Dataset records on object locations
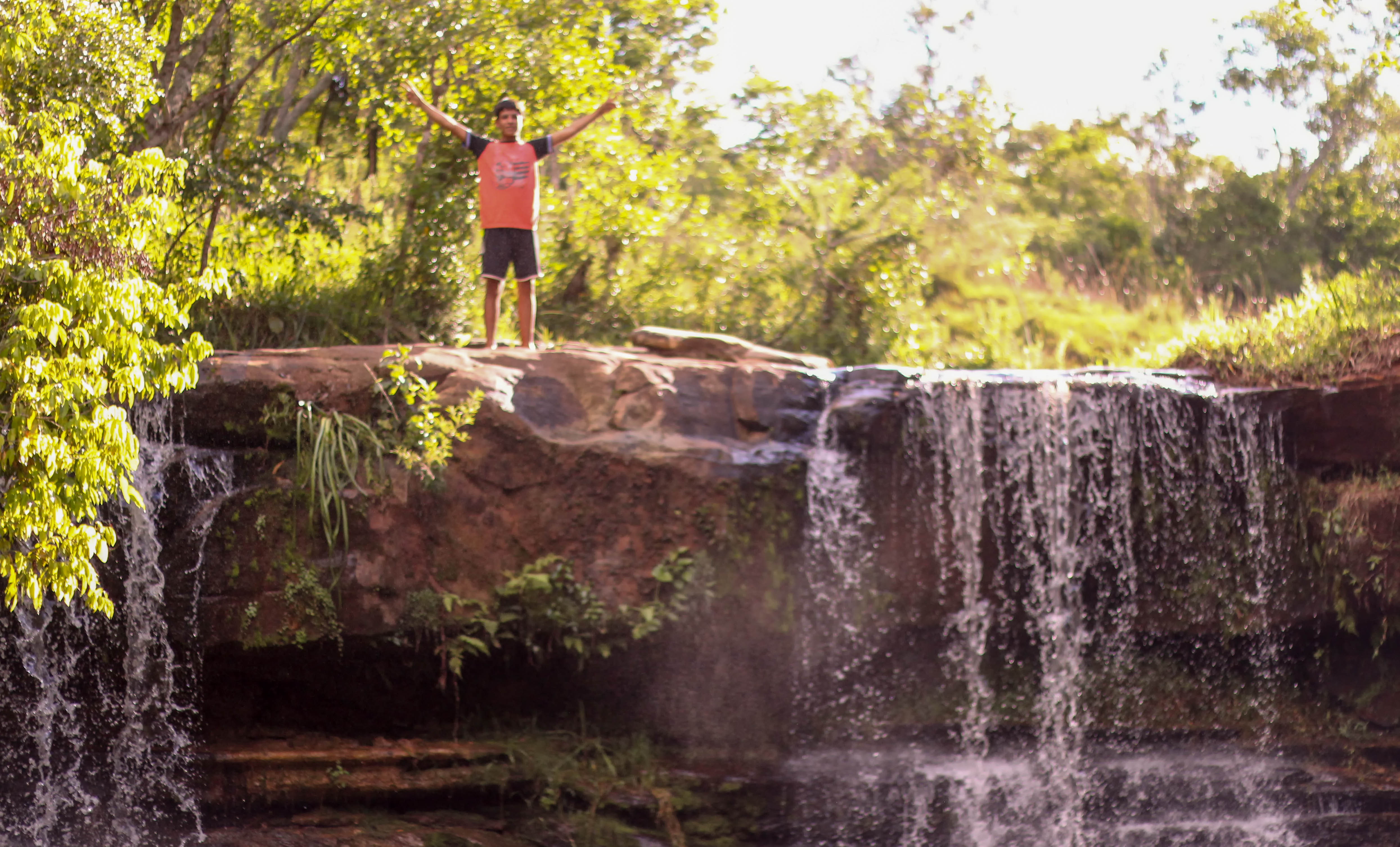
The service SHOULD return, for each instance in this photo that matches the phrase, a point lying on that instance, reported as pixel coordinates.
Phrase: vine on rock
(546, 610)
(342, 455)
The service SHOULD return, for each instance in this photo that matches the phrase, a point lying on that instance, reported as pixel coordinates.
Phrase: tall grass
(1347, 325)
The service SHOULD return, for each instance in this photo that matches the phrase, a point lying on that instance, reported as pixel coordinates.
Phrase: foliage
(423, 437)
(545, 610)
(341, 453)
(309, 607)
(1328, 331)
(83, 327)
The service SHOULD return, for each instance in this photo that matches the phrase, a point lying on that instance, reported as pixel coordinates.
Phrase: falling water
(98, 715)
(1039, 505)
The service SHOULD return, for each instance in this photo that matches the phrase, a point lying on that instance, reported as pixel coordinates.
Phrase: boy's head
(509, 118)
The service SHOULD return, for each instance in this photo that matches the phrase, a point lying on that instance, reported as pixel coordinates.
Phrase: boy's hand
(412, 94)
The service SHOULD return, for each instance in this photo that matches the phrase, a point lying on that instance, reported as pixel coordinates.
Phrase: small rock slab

> **Task description**: Pick out and copy every line of the records above that contains the word "rock".

> **Final answer**:
Phrase: vine on rock
Phrase: small rock slab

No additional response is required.